» **BRIEF**
Reproduce word for word the passage of the Cypress CI guide that begins at the words "Backgrounding your server" and stops after "start your server.".

» **EXCERPT**
☆ ☆ ☆ ☆

What you’ll learn
- How to run Cypress tests in Continuous Integration
- How to configure Cypress in various CI Providers
- How to record tests to the Cypress Dashboard
- How to run tests in parallel on CI
Setting up CI
Basics
Running Cypress in Continuous Integration is almost the same as running it locally in your terminal. You generally only need to do two things:
-
Install Cypress
npm install cypress --save-dev
-
Run Cypress
cypress run
Depending on which CI provider you use, you may need a config file. You’ll want to refer to your CI provider’s documentation to know where to add the commands to install and run Cypress. For more configuration examples check out our examples.
Boot your server
Challenges
Typically you will need to boot a local server prior to running Cypress. When you boot your web server, it runs as a long running process that will never exit. Because of this, you’ll need it to run in the background - else your CI provider will never move onto the next command.
Backgrounding your server process means that your CI provider will continue to execute the next command after executing the signal to start your server.
Many people approach this situation by running a command like the following:
npm start & cypress run // Do not do this
The problem is - what happens if your server takes time to boot? There is no guarantee that when the next command runs (cypress run
) that your web server is up and available. So your Cypress test may start and try to visit your local server before it is ready to be visited.
Solutions
Luckily, there are some solutions for this. Instead of introducing arbitrary waits (like sleep 20
) you can use a better option.
wait-on
module
Using the wait-on module, you can block the cypress run
command from executing until your server has booted.
npm start & wait-on http://localhost:8080
cypress run
Most CI providers will automatically kill background processes so you don’t have to worry about cleaning up your server process once Cypress finishes.
However, if you’re running this script locally you’ll have to do a bit more work to collect the backgrounded PID and then kill it after
cypress run
.
start-server-and-test
module
If the server takes a very long time to start, we recommend trying the start-server-and-test module.
npm install --save-dev start-server-and-test
Pass the command to boot your server, the url your server is hosted on and your Cypress test command.
{ "scripts": { "start": "my-server -p 3030", "cy:run": "cypress run", "test": "start-server-and-test start http://localhost:3030 cy:run" } }
In the example above, the cy:run
command will only be executed when the URL http://localhost:3030
responds with an HTTP status code of 200. The server will also shut down when the tests complete.
Gotchas
When working with webpack-dev-server
that does not respond to HEAD
requests, use an explicit GET
method to ping the server like this:
{ "scripts": { "test": "start-server-and-test start http-get://localhost:3030 cy:run" } }
When working with local https
in webpack, set an environment variable to allow local certificate:
{ "scripts": { "start": "my-server -p 3030 --https", "cy:run": "cypress run", "cy:ci": "START_SERVER_AND_TEST_INSECURE=1 start-server-and-test start https-get://localhost:3030 cy:run" } }
Record tests
Cypress can record your tests and make the results available in the Cypress Dashboard.

☆ ☆ ☆ ☆

(Object-pointing dataset rows)
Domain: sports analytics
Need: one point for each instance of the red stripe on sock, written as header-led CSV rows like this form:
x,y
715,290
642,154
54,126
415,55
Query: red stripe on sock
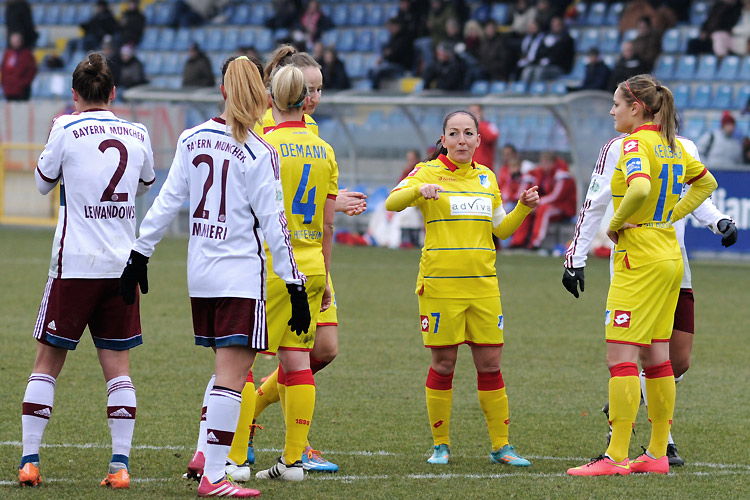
x,y
624,370
439,382
301,377
316,365
490,381
660,370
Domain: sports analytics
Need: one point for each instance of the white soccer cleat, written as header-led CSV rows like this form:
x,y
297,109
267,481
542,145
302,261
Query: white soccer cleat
x,y
279,470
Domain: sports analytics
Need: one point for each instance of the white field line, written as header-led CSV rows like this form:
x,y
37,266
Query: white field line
x,y
740,467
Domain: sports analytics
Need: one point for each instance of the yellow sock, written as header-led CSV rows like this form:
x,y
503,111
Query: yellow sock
x,y
439,396
494,403
238,451
300,404
661,395
267,394
624,398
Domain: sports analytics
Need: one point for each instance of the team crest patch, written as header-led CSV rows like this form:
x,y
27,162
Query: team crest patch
x,y
622,319
425,323
484,180
633,165
630,146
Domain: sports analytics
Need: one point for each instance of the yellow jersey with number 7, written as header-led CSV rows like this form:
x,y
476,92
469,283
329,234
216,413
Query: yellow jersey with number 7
x,y
645,154
309,175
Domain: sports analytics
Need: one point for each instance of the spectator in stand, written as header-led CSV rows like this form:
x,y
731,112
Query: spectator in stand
x,y
488,134
627,65
18,19
334,72
314,22
496,59
18,70
197,71
131,71
447,72
132,24
554,57
715,31
397,55
557,200
597,73
720,147
286,15
101,23
647,45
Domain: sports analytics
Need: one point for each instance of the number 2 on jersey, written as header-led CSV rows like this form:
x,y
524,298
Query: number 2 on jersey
x,y
676,189
305,208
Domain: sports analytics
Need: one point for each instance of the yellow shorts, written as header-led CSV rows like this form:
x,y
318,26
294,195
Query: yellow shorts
x,y
329,316
641,303
279,310
449,322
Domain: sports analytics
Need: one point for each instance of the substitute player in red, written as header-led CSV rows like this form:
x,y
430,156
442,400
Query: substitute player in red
x,y
459,300
231,178
648,269
102,163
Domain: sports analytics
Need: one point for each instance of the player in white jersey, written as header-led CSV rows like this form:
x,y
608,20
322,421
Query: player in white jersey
x,y
598,198
101,163
231,177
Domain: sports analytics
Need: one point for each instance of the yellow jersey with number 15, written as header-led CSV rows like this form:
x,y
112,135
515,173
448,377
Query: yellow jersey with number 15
x,y
458,257
644,154
309,175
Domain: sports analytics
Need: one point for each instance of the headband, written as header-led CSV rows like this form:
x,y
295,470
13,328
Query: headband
x,y
639,101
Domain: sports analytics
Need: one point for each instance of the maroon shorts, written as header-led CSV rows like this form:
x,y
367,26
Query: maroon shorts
x,y
684,315
228,321
69,305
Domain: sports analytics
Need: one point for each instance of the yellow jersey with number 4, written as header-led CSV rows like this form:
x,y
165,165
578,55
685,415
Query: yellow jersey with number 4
x,y
644,154
458,257
309,175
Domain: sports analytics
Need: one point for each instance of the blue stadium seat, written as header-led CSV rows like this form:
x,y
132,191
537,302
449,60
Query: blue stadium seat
x,y
340,15
685,67
589,39
701,98
375,15
681,94
707,67
498,88
597,14
722,97
729,68
610,40
665,67
499,13
480,87
357,14
670,42
613,14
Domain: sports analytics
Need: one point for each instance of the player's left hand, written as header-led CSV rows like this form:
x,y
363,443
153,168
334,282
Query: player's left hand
x,y
351,202
729,231
530,197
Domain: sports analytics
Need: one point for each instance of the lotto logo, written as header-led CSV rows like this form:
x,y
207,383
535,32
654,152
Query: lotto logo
x,y
622,319
630,146
425,322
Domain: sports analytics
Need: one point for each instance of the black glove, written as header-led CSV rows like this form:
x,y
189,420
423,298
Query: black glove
x,y
572,277
300,320
135,273
729,230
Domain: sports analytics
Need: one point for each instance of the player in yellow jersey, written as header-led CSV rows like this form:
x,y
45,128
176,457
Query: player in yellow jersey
x,y
459,300
646,187
309,178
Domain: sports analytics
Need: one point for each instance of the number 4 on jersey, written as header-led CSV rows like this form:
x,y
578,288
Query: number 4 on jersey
x,y
304,208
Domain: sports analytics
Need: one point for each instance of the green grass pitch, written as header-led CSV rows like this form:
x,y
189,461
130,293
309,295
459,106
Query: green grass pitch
x,y
370,415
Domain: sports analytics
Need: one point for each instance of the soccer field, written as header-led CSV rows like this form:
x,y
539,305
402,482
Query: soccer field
x,y
370,415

☆ ☆ ☆ ☆

» **EXERCISE OUTPUT**
Backgrounding your server process means that your CI provider will continue to execute the next command after executing the signal to start your server.